• Source extract:
Crow and O’Neill, Introduction: Cautionary Tales about Change

Crow, Angela and Peggy O’Neill. “Introduction: Cautionary Tales about Change.” In A Field of Dreams: Independent Writing Programs and the Future of Composition Studies. Eds. O’Neill, Crow, and Burton. Logan: Utah State UP, 2002. 1-18.

This introduction provides an overview for some of the issues present in independent or stand-alone writing programs and departments. They argue that the move toward independent programs and departments allows the field the opportunity to define themselves as something other than different from literature. The authors, who along with Larry Burton have co-edited this edited collection, focus the book on the question, “What happens when rhet/comp separates from literature, forming two different departments?” They emphasize the importance of local context and histories in the formation and development of independent programs and departments, local situations that shape what the program or department looks like administratively, what kinds of programs it is responsible for, and how it is seen intellectually by itself and on campus. The chapters include descriptions of how individual independent writing programs were created and developed, relying on the case study and narrative to explain the challenges that the faculty and administrators of the stand-alone writing units faced. These local histories point to some of the issues and implications for the field to consider as writing faculty move into independent programs and departments, such as questions regarding tenure, staffing, and composition’s connection to service and teaching. The collected essays in show that, with independence, there is both loss and gain. The third section has scholars from the field comment on the implications for the discipline of independent writing programs and departments.

• Problems and tasks:
1: Answer these questions using the annotation on independent writing programs:
(a) What press published the collection, and in what year?
(b) What question do the authors center the book on?
(c) What does the third section of the book contain?
2: From the annotation on independent writing programs, output the passage between "Crow, Angela and" and "UP, 2002. 1-18.", inclusive.

[Stored items]
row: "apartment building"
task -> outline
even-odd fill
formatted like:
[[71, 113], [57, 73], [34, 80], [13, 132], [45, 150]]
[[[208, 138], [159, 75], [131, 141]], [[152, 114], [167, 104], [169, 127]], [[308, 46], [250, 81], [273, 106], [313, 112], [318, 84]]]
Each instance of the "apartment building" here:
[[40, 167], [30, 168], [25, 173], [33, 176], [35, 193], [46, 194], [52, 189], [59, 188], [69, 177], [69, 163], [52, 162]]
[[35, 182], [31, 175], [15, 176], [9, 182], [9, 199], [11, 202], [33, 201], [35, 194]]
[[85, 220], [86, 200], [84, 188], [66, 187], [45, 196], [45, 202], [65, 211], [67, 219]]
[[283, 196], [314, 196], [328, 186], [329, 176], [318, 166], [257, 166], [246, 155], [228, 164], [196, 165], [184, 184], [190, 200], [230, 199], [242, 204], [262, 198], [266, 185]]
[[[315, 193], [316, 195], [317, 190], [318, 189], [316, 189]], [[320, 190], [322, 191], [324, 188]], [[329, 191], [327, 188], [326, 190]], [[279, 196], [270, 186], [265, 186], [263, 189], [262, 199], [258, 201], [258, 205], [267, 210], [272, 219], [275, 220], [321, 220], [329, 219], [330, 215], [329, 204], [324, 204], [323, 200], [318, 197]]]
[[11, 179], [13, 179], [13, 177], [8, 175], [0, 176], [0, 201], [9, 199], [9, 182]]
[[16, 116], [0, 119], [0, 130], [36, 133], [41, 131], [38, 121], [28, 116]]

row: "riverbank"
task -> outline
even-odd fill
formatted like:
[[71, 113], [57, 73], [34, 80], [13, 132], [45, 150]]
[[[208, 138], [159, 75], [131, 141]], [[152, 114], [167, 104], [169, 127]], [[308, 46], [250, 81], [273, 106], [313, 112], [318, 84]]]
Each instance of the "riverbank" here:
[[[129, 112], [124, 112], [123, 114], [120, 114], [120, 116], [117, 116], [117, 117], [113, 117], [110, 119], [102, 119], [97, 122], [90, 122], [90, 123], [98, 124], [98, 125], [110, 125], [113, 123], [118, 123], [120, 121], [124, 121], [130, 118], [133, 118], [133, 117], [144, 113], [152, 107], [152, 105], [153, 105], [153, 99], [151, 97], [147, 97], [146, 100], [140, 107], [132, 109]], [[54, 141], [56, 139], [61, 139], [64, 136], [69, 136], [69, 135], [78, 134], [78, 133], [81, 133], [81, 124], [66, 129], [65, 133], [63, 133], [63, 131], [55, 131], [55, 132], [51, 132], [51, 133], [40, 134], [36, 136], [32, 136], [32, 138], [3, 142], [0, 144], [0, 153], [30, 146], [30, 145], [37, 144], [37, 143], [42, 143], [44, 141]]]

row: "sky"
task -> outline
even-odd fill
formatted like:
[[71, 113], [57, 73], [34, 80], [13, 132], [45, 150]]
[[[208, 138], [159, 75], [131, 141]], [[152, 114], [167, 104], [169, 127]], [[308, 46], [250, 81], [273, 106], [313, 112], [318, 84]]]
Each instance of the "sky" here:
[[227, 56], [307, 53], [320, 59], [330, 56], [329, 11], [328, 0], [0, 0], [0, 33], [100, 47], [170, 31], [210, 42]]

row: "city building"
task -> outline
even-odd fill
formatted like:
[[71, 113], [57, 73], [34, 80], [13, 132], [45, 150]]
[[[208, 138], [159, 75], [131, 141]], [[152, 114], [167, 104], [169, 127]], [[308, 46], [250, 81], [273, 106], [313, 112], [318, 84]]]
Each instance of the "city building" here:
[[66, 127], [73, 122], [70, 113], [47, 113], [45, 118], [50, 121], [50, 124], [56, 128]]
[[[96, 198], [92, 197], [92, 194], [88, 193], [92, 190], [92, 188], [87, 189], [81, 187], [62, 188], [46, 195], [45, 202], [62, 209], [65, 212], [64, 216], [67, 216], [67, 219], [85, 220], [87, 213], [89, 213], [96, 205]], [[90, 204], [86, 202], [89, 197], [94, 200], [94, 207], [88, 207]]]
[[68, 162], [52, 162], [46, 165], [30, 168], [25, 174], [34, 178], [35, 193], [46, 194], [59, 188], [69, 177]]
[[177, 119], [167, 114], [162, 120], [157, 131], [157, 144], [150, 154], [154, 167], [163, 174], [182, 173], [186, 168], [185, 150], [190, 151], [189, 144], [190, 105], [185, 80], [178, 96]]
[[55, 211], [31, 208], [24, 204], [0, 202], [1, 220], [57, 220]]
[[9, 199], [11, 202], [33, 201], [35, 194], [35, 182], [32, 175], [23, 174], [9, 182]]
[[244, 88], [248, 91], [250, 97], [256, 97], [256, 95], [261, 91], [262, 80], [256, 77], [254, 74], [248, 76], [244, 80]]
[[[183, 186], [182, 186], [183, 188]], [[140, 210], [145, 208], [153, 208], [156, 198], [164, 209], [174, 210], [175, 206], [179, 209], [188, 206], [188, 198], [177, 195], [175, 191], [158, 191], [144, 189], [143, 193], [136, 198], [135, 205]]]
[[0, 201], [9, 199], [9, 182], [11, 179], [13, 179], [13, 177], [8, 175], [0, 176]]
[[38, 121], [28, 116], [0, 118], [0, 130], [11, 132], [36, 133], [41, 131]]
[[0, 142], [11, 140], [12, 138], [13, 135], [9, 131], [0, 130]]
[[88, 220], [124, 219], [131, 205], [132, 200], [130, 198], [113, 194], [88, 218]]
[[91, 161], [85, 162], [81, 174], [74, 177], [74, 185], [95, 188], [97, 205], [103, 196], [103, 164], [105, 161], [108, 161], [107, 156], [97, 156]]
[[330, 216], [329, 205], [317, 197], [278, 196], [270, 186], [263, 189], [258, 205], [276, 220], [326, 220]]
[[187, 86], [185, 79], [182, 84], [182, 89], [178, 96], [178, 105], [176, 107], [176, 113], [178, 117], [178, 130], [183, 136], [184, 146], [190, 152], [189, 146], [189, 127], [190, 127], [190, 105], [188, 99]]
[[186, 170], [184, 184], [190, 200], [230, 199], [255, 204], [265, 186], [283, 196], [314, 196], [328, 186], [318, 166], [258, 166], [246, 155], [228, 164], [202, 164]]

• Solution set:
1:
(a) Utah State UP, 2002.
(b) "What happens when rhet/comp separates from literature, forming two different departments?"
(c) Scholars from the field commenting on the implications of independent writing programs and departments for the discipline.

2:
Crow, Angela and Peggy O’Neill. “Introduction: Cautionary Tales about Change.” In A Field of Dreams: Independent Writing Programs and the Future of Composition Studies. Eds. O’Neill, Crow, and Burton. Logan: Utah State UP, 2002. 1-18.